Copy the lines below word for word, keeping every character, number, and bracket unchanged.

GIVEN DATA »
begin

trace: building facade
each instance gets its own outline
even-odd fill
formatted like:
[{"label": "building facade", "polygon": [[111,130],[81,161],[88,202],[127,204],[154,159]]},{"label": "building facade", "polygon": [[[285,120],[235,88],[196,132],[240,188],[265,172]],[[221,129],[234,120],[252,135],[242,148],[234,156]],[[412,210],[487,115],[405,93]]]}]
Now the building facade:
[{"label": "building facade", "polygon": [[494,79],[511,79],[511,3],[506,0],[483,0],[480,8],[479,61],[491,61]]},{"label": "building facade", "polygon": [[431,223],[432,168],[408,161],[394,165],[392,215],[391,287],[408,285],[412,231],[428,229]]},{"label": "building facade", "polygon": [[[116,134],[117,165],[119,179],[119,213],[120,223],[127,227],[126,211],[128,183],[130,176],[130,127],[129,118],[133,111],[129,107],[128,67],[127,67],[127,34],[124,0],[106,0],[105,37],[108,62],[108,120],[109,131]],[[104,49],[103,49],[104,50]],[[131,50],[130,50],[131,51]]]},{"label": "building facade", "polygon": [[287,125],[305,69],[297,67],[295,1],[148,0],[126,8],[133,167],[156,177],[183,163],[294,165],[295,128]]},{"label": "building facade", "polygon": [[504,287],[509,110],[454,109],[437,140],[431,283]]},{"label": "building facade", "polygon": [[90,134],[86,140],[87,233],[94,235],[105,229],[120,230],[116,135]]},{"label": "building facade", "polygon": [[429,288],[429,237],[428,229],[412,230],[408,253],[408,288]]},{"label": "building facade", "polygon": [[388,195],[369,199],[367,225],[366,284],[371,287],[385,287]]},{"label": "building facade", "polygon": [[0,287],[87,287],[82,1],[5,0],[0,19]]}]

end

COMPLETE OUTPUT »
trace: building facade
each instance gets its own outline
even-odd fill
formatted like:
[{"label": "building facade", "polygon": [[111,130],[81,161],[88,202],[127,204],[154,159]]},{"label": "building facade", "polygon": [[[285,120],[235,88],[196,132],[240,188],[265,172]],[[221,129],[234,120],[252,135],[242,148],[234,156]],[[412,210],[487,115],[405,93]]]}]
Now the building facade:
[{"label": "building facade", "polygon": [[494,79],[511,79],[511,3],[506,0],[483,0],[480,8],[479,61],[491,61]]},{"label": "building facade", "polygon": [[431,223],[432,168],[408,161],[394,165],[392,215],[391,287],[408,285],[412,231],[428,229]]},{"label": "building facade", "polygon": [[[116,134],[117,165],[119,179],[119,213],[120,223],[127,227],[126,211],[128,183],[130,176],[130,127],[129,118],[133,111],[129,107],[128,67],[127,67],[127,34],[124,0],[106,0],[105,37],[108,62],[108,120],[109,131]],[[104,49],[103,49],[104,50]],[[131,50],[130,50],[131,51]]]},{"label": "building facade", "polygon": [[287,125],[305,69],[297,67],[295,1],[148,0],[126,8],[133,167],[156,177],[183,163],[294,165],[295,128]]},{"label": "building facade", "polygon": [[504,287],[509,110],[454,109],[437,140],[431,283]]},{"label": "building facade", "polygon": [[90,134],[86,140],[87,233],[94,235],[105,229],[120,230],[116,135]]},{"label": "building facade", "polygon": [[429,288],[429,237],[428,229],[412,230],[408,253],[408,288]]},{"label": "building facade", "polygon": [[388,195],[369,199],[367,225],[366,284],[371,287],[385,287]]},{"label": "building facade", "polygon": [[0,287],[87,287],[82,1],[5,0],[0,19]]}]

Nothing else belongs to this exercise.